- GIVEN REQUEST
Quote every one of the following rows word for word, keeping them in their original order.

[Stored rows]
---

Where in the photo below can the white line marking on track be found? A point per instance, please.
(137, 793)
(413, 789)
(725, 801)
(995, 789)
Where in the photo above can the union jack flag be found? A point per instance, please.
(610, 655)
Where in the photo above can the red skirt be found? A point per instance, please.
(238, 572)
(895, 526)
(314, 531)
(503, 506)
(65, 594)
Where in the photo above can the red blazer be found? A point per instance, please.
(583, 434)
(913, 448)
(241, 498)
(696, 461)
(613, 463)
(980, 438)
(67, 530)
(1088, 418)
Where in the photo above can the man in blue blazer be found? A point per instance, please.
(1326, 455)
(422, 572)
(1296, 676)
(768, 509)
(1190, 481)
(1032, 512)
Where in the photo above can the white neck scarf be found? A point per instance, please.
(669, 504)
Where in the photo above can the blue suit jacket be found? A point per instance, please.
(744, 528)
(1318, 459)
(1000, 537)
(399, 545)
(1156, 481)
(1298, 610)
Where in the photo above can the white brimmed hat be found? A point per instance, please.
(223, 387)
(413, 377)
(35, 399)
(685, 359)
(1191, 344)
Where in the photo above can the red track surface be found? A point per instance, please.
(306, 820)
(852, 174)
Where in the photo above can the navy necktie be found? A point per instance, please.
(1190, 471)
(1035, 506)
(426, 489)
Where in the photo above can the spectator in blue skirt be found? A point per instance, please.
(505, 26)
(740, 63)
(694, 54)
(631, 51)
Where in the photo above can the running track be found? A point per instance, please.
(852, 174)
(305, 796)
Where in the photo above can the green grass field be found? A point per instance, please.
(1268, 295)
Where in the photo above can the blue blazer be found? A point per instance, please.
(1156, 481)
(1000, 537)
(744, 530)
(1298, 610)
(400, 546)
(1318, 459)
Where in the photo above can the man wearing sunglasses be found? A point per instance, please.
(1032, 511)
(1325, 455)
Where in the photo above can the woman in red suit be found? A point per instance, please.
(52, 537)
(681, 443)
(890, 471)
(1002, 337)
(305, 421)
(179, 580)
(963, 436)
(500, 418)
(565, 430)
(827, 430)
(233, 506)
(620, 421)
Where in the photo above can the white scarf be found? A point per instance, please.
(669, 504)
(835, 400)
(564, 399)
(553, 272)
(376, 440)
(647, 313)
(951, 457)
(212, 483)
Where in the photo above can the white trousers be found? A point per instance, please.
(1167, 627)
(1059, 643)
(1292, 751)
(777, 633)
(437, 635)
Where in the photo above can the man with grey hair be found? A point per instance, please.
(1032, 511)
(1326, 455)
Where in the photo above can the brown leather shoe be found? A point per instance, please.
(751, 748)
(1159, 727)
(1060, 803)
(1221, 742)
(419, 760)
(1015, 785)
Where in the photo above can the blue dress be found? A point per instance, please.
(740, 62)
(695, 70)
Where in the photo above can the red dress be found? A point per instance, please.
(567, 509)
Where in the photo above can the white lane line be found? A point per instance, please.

---

- THE OUTPUT
Where in the photo below can the white line marking on track be found? A point per instance, please.
(137, 793)
(413, 789)
(725, 801)
(995, 789)
Where in the photo above can the union jack flag be found? A point per instance, please.
(610, 655)
Where in the photo above can the red skirt be found? A point per instance, please.
(238, 572)
(895, 526)
(314, 531)
(503, 506)
(65, 594)
Where in the photo above can the red blazer be found? A point per instance, please.
(583, 434)
(913, 448)
(241, 498)
(696, 461)
(613, 463)
(980, 438)
(67, 530)
(1088, 418)
Where in the photo above can the man in blue blazer be found? A point per instance, please.
(1326, 455)
(422, 572)
(1296, 676)
(768, 509)
(1190, 481)
(1032, 512)
Where in the photo above can the white neck scarf be found? A point per instance, please.
(669, 504)
Where in the photo above can the blue suit jacket be found? A point per instance, please.
(744, 528)
(1318, 459)
(1000, 537)
(399, 545)
(1156, 481)
(1298, 610)
Where in the photo above can the white brimmed hat be found? A point per instance, please.
(223, 387)
(413, 377)
(35, 399)
(685, 359)
(1191, 344)
Where in the photo above can the red track surface be found? A point per instance, please.
(306, 820)
(852, 174)
Where in the photo above can the navy necktie be found? A point per instance, please.
(1190, 471)
(1035, 506)
(426, 489)
Where in the photo above can the spectator in blue skirt be found? A point per instance, please.
(505, 26)
(740, 63)
(694, 54)
(631, 51)
Where in the photo above can the running track be found? A point per instance, please.
(852, 174)
(305, 796)
Where in the photo above can the green grass field be found? A point per instance, please.
(1268, 295)
Where in the photo above can the blue blazer be found? A point per instance, please.
(1156, 481)
(1000, 537)
(744, 530)
(1298, 610)
(400, 546)
(1318, 459)
Where in the photo above can the man wearing sunglasses be found? A point per instance, please.
(1032, 511)
(1325, 455)
Where in the photo above can the woman in red suit be found? A point per instance, please.
(52, 537)
(681, 443)
(890, 471)
(1002, 337)
(305, 421)
(179, 580)
(963, 436)
(500, 418)
(565, 430)
(827, 430)
(233, 506)
(620, 421)
Where in the photo above can the white scarf be found? A point per instance, please.
(669, 504)
(835, 400)
(564, 399)
(553, 272)
(376, 440)
(647, 313)
(951, 457)
(212, 483)
Where in the photo above can the white trousers be found? A point per instance, please.
(1167, 627)
(1059, 643)
(1292, 751)
(777, 633)
(437, 635)
Where in the photo above can the man with grey hair be found? A point per instance, please.
(1032, 511)
(1326, 455)
Where in the photo above can the brown leather shoe be found? A point per instance, please.
(751, 748)
(1159, 727)
(1060, 803)
(1221, 742)
(419, 760)
(1015, 785)
Where in the photo above can the blue dress be found? A point per instance, please.
(740, 62)
(695, 70)
Where in the photo above can the red dress be found? A point per instance, please.
(567, 509)
Where in the photo above can the white lane line be found? A point per instance, please.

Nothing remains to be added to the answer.